→ Brief 1:
Answer these questions about the PC Zone history extract, one per line, marked (a), (b) and (c):
(a) Who replaced Jamie Sefton as editor?
(b) Which company did Suzy Wallace go to work for?
(c) What game was Charlie Brooker given to review in Issue 200?
→ Brief 2:
Rewrite the paragraph of the PC Zone history extract that begins "Sefton was replaced as editor by Will Porter" in a shorter form that keeps its main facts.

→ Selected extract:
= = = = =
It’s Part 8, and from the bright and breezy complacency of the mid-00s, we come to 2008: the era of Mock the Week and the global financial crisis.

Part 8: 2008-10 – The Bitter End

Just as I was getting used to the new Zone family (I blame the mildly disturbing Zone Christmas card from 2006 for that particular characterisation of the team) there was more change afoot. Jamie Sefton’s tenure as editor came to an end; Suzy Wallace pursued her love of racing sims by going to work for Blimey! Games (later Slightly Mad Studios) and serving as producer on games such as Need for Speed: Shift.

Sefton was replaced as editor by Will Porter, who opened his first issue with a heartfelt and rather touching declaration that this was a dream come true: “It’s an honour, an absolute bloody honour…That doesn’t stop me from being absolutely terrified about breaking everything…the fact that I now edit a national publication is a sure sign of some fault in the system.” I always had the sense that Porter was truly a fan who ended up in charge: someone of my generation who started reading in the mid-90s who managed to achieve exactly what the rest of us 90s fanboys wanted.

Unfortunately, many of those same fanboys were now of the opinion that Zone was a pale shadow of its former self and didn’t hesitate to express this opinion. I think this was all a little harsh on the writing team at the time, and especially Porter, who always gave the impression that he cared a great deal about Zone and trying to maintain its 90s legacy. This was evident in his introduction to Issue 200, for which he managed to recruit significant Zone alumni, including Charlie Brooker: “There is something special about PC Zone…there’s a thread that has run through this magazine from issue one all the way through to today, our milestone 200th issue. It’s a feeling of shared history, of hands across the ages, and the brilliant fact that someone like me, in my first weeks of editorship can receive an email from someone who worked on the magazine seven years ago, irreconcilably angry that we were running adverts for a once-bitter rival (“What are you thinking about you stupid bastards?”, being the turn of phrase used)…Some people say that PC Zone isn’t as good as it used to be, but for this issue at least they can shut up. Today we are.”

Issue 200 was arguably Zone’s last hurrah, in that the old writers did come back (Brooker was rewarded with a copy of Euro Truck Simulator to review: “Oh thanks, PC Zone. You bring me back from the dead for one last review and what do you give me to look at? A game in which you drive a lorry full of tomatoes to Lyon”, while Mr Cursor’s copy arrived “on floppy disks and in the post, with ‘Urgent’ scrawled on it in Biro”) and the magazine still seemed in reasonably healthy shape.
= = = = =
→ Data shown:
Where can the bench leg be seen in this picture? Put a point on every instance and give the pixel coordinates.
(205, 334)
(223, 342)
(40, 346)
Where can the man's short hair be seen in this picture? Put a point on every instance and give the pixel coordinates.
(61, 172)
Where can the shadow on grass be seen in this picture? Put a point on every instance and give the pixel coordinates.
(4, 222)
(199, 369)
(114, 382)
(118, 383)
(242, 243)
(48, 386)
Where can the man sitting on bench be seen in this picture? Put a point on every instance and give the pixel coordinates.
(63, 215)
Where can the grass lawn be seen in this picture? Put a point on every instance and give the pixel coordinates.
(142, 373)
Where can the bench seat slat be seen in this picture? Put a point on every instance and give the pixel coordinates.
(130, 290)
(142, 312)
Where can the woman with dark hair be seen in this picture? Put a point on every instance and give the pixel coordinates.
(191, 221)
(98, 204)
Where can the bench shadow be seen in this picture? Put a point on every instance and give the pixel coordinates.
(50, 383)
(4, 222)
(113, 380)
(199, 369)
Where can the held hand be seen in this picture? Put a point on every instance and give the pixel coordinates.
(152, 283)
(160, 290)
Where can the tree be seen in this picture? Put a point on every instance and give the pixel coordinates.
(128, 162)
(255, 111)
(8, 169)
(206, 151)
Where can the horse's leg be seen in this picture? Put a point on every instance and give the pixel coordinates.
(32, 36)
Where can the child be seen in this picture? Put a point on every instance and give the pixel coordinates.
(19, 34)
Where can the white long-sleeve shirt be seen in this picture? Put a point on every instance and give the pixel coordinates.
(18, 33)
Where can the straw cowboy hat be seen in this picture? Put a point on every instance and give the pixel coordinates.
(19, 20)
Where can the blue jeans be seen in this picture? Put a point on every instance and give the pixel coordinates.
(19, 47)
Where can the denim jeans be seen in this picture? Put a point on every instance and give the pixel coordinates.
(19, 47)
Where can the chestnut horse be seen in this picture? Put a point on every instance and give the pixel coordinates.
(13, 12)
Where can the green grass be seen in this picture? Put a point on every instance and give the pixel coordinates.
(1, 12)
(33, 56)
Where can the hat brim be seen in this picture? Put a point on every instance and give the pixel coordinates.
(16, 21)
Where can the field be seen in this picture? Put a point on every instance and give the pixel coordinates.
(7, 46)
= = = = =
→ Complete response 1:
(a) Will Porter
(b) Blimey! Games (later Slightly Mad Studios)
(c) Euro Truck Simulator

→ Complete response 2:
Will Porter succeeded Sefton as editor. In his first issue he called the job a dream come true and "an absolute bloody honour," though he admitted he was terrified of breaking everything. The writer saw him as a true fan who had started reading in the mid-90s and ended up in charge, achieving what other 90s fanboys wanted.